→ Exercise objective
Nothing in the entries should change; repeat them exactly.
Entries supplied Start Marker
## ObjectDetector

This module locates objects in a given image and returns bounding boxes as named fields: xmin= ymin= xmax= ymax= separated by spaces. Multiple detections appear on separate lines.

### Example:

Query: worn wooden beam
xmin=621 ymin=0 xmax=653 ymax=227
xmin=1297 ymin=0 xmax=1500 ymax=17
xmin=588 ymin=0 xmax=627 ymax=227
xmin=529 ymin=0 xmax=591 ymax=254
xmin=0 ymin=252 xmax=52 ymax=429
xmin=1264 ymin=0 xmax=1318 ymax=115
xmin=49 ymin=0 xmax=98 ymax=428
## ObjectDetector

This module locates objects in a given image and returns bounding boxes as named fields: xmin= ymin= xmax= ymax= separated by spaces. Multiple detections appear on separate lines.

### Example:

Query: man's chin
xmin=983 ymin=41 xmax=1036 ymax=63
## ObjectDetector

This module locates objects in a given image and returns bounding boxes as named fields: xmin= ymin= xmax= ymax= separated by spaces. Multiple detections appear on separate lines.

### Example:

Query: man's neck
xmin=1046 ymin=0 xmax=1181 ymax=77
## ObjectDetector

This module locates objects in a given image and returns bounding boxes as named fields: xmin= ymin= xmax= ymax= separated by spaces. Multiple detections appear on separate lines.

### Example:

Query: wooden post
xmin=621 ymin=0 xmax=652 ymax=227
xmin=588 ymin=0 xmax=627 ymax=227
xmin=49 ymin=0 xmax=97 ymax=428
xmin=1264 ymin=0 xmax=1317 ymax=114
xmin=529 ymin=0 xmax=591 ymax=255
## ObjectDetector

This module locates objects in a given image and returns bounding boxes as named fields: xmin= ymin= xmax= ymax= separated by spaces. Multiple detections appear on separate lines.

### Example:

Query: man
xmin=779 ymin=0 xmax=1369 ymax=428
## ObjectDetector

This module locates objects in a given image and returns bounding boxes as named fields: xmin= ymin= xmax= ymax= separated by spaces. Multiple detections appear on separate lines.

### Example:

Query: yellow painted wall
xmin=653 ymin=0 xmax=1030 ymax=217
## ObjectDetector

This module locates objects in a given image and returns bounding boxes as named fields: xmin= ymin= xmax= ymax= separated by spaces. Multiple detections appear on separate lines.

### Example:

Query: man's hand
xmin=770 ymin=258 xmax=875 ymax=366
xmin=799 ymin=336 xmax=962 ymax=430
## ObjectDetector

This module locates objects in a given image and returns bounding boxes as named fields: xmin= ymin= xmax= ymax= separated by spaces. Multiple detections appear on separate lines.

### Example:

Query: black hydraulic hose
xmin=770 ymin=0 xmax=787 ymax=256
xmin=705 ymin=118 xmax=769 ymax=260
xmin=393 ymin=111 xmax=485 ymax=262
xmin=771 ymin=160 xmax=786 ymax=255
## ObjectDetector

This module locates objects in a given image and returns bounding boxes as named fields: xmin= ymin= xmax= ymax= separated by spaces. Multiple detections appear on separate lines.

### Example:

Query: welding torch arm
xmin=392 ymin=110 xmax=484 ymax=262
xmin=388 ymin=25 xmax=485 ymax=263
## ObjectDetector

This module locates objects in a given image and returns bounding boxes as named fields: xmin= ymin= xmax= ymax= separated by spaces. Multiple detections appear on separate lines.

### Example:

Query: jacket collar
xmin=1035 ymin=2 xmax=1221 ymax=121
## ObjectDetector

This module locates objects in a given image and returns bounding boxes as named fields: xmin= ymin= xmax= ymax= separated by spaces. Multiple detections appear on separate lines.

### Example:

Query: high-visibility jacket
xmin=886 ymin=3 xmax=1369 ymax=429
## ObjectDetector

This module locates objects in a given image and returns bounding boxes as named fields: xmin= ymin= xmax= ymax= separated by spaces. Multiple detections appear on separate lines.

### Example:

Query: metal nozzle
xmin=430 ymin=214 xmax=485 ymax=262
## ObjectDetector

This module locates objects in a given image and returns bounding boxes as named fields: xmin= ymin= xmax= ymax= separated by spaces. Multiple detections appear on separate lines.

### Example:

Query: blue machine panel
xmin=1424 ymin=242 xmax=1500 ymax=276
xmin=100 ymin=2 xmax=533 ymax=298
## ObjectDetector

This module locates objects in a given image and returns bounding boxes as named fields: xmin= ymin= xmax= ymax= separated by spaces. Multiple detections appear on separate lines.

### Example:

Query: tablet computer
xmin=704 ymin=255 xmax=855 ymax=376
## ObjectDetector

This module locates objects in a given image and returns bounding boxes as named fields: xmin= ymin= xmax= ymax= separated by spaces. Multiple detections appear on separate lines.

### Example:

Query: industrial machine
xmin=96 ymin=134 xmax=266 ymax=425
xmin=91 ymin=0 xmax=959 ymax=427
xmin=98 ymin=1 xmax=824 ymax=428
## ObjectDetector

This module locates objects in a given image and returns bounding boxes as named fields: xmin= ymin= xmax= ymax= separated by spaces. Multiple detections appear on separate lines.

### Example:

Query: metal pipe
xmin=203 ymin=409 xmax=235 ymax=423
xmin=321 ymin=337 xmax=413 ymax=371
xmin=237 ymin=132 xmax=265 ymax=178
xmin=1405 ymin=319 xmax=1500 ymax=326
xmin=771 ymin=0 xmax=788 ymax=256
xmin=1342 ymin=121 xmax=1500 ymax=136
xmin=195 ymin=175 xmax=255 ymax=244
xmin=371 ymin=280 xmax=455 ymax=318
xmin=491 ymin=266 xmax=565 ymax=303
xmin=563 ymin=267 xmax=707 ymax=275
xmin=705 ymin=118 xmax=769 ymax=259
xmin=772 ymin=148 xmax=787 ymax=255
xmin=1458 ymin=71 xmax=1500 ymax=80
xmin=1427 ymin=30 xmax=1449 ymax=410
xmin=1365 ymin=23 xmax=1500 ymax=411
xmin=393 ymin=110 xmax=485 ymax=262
Entries supplied End Marker
→ Response box
## ObjectDetector

This module locates objects in a given image and returns bounding boxes as named fields: xmin= ymin= xmax= ymax= separated by spaces. Multiple detections appear on separate lines.

### Example:

Query: worn wooden beam
xmin=621 ymin=0 xmax=653 ymax=227
xmin=1297 ymin=0 xmax=1500 ymax=17
xmin=588 ymin=0 xmax=627 ymax=227
xmin=529 ymin=0 xmax=591 ymax=254
xmin=0 ymin=252 xmax=52 ymax=429
xmin=1264 ymin=0 xmax=1318 ymax=115
xmin=49 ymin=0 xmax=98 ymax=428
## ObjectDetector

This module locates objects in a given image and returns bounding boxes as named fields: xmin= ymin= xmax= ymax= separated by spaces. Multiple detections appear on separate lines.

### Example:

Query: man's chin
xmin=983 ymin=41 xmax=1036 ymax=63
## ObjectDetector

This module locates objects in a given image and returns bounding boxes as named fields: xmin= ymin= xmax= ymax= separated by spaces. Multiple detections appear on separate lines.

### Example:

Query: man's neck
xmin=1046 ymin=0 xmax=1181 ymax=77
## ObjectDetector

This module locates objects in a given image and returns bounding boxes as named fields: xmin= ymin= xmax= ymax= separated by spaces. Multiple detections appear on separate lines.

### Example:

Query: wooden post
xmin=621 ymin=0 xmax=652 ymax=227
xmin=588 ymin=0 xmax=627 ymax=227
xmin=49 ymin=0 xmax=97 ymax=428
xmin=1264 ymin=0 xmax=1317 ymax=114
xmin=529 ymin=0 xmax=591 ymax=255
## ObjectDetector

This module locates objects in a given image and returns bounding boxes as named fields: xmin= ymin= xmax= ymax= separated by spaces. Multiple detections appear on separate lines.

### Example:

Query: man
xmin=779 ymin=0 xmax=1369 ymax=428
## ObjectDetector

This module locates objects in a given image and returns bounding boxes as named fields: xmin= ymin= xmax= ymax= separated by spaces. Multiple detections appear on separate lines.

### Example:

Query: yellow painted wall
xmin=653 ymin=0 xmax=1030 ymax=217
## ObjectDetector

This module locates objects in a given image and returns bounding boxes as named fields: xmin= ymin= xmax= ymax= separated by spaces. Multiple detections appear on separate lines.

### Example:

Query: man's hand
xmin=770 ymin=258 xmax=875 ymax=366
xmin=799 ymin=336 xmax=962 ymax=430
## ObjectDetector

This module locates objects in a given image and returns bounding boxes as named fields: xmin= ymin= xmax= ymax= separated by spaces. Multiple detections appear on separate lines.

### Example:

Query: black hydraulic hose
xmin=770 ymin=0 xmax=787 ymax=256
xmin=705 ymin=118 xmax=769 ymax=260
xmin=393 ymin=111 xmax=485 ymax=262
xmin=771 ymin=160 xmax=786 ymax=255
## ObjectDetector

This module locates objects in a given image and returns bounding boxes as named fields: xmin= ymin= xmax= ymax= separated by spaces. Multiple detections appear on separate lines.

### Example:

Query: welding torch arm
xmin=392 ymin=110 xmax=484 ymax=262
xmin=388 ymin=25 xmax=485 ymax=263
## ObjectDetector

This module locates objects in a given image and returns bounding boxes as named fields: xmin= ymin= xmax= ymax= separated by spaces. Multiple detections appear on separate lines.

### Example:

Query: jacket collar
xmin=1035 ymin=2 xmax=1221 ymax=121
## ObjectDetector

This module locates objects in a given image and returns bounding boxes as named fields: xmin= ymin= xmax= ymax= separated by spaces. Multiple detections appear on separate lines.

### Example:

Query: high-visibility jacket
xmin=886 ymin=3 xmax=1369 ymax=429
## ObjectDetector

This module locates objects in a given image and returns bounding boxes as named fields: xmin= ymin= xmax= ymax= separated by spaces. Multiple detections appear on separate lines.

### Example:

Query: metal nozzle
xmin=430 ymin=214 xmax=485 ymax=262
## ObjectDetector

This module locates objects in a given image and returns bounding boxes as named fields: xmin= ymin= xmax= ymax= separated by spaces. Multiple detections appear on separate lines.

### Example:

Query: blue machine panel
xmin=1424 ymin=242 xmax=1500 ymax=276
xmin=100 ymin=2 xmax=533 ymax=298
## ObjectDetector

This module locates objects in a given image and returns bounding boxes as named fields: xmin= ymin= xmax= ymax= separated by spaces. Multiple detections appear on separate lines.

### Example:

Query: tablet computer
xmin=704 ymin=255 xmax=855 ymax=376
## ObjectDetector

This module locates objects in a given image and returns bounding boxes as named fields: xmin= ymin= xmax= ymax= separated by spaces. Multiple detections appear on separate lines.

### Example:

Query: industrial machine
xmin=96 ymin=134 xmax=266 ymax=425
xmin=91 ymin=0 xmax=959 ymax=427
xmin=98 ymin=1 xmax=824 ymax=428
## ObjectDetector

This module locates objects in a given image and returns bounding boxes as named fields: xmin= ymin= xmax= ymax= separated by spaces. Multiple detections appear on separate lines.

### Example:

Query: metal pipe
xmin=203 ymin=409 xmax=235 ymax=423
xmin=321 ymin=337 xmax=413 ymax=371
xmin=237 ymin=132 xmax=265 ymax=178
xmin=1405 ymin=319 xmax=1500 ymax=326
xmin=771 ymin=0 xmax=788 ymax=256
xmin=1342 ymin=121 xmax=1500 ymax=136
xmin=195 ymin=175 xmax=255 ymax=244
xmin=371 ymin=280 xmax=455 ymax=318
xmin=491 ymin=266 xmax=565 ymax=303
xmin=563 ymin=267 xmax=707 ymax=275
xmin=705 ymin=118 xmax=769 ymax=259
xmin=772 ymin=148 xmax=787 ymax=255
xmin=1458 ymin=71 xmax=1500 ymax=80
xmin=1427 ymin=30 xmax=1449 ymax=410
xmin=1365 ymin=23 xmax=1500 ymax=411
xmin=393 ymin=110 xmax=485 ymax=262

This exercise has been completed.